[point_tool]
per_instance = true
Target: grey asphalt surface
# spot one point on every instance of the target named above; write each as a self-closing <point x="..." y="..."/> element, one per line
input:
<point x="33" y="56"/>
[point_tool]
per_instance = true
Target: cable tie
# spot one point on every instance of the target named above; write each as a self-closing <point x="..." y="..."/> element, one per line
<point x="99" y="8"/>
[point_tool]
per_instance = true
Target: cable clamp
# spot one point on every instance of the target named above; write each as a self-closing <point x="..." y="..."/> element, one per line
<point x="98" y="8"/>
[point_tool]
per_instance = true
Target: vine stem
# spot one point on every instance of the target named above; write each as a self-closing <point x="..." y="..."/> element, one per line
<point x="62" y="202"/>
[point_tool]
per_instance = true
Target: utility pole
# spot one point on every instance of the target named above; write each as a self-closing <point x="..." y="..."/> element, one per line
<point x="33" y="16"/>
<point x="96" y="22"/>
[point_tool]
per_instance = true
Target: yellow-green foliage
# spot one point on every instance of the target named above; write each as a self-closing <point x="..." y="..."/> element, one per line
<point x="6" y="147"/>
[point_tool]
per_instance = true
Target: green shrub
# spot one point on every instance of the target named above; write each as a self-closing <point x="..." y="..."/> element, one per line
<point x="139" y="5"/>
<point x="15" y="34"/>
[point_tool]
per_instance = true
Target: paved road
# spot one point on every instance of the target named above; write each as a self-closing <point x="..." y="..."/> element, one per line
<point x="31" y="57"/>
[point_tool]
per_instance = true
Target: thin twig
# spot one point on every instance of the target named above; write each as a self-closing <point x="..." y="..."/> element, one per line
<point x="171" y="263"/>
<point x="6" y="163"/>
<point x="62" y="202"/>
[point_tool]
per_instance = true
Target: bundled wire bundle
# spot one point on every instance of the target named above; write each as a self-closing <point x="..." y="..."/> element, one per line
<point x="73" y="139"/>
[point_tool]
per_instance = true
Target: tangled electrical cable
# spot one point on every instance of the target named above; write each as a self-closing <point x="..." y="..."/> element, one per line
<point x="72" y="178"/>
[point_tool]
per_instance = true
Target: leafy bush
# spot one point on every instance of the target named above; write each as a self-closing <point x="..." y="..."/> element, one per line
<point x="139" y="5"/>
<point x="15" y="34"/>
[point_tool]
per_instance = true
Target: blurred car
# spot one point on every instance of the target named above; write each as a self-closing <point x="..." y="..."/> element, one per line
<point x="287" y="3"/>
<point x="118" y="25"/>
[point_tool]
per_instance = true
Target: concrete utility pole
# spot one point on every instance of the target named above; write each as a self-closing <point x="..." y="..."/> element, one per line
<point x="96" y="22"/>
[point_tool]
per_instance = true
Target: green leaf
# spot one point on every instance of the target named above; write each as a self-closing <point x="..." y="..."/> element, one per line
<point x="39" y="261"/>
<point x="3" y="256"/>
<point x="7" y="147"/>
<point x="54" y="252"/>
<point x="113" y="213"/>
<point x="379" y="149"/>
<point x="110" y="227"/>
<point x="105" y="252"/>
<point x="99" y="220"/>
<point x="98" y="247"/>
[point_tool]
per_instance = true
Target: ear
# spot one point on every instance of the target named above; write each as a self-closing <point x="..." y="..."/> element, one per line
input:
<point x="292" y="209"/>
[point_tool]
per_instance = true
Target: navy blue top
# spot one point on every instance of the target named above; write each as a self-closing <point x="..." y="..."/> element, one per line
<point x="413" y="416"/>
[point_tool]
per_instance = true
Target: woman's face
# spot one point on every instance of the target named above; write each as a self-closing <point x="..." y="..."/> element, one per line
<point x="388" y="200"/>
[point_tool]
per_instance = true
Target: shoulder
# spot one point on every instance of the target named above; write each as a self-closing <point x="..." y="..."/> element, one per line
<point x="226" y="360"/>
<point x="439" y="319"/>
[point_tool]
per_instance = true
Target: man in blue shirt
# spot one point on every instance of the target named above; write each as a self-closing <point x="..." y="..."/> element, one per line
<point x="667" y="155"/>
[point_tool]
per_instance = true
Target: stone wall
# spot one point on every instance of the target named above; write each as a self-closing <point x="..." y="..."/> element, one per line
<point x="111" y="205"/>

### Task statement
Your task is to gather all lines from the entries above that hold the word "utility".

### Finished task
Target: utility pole
Target: concrete utility pole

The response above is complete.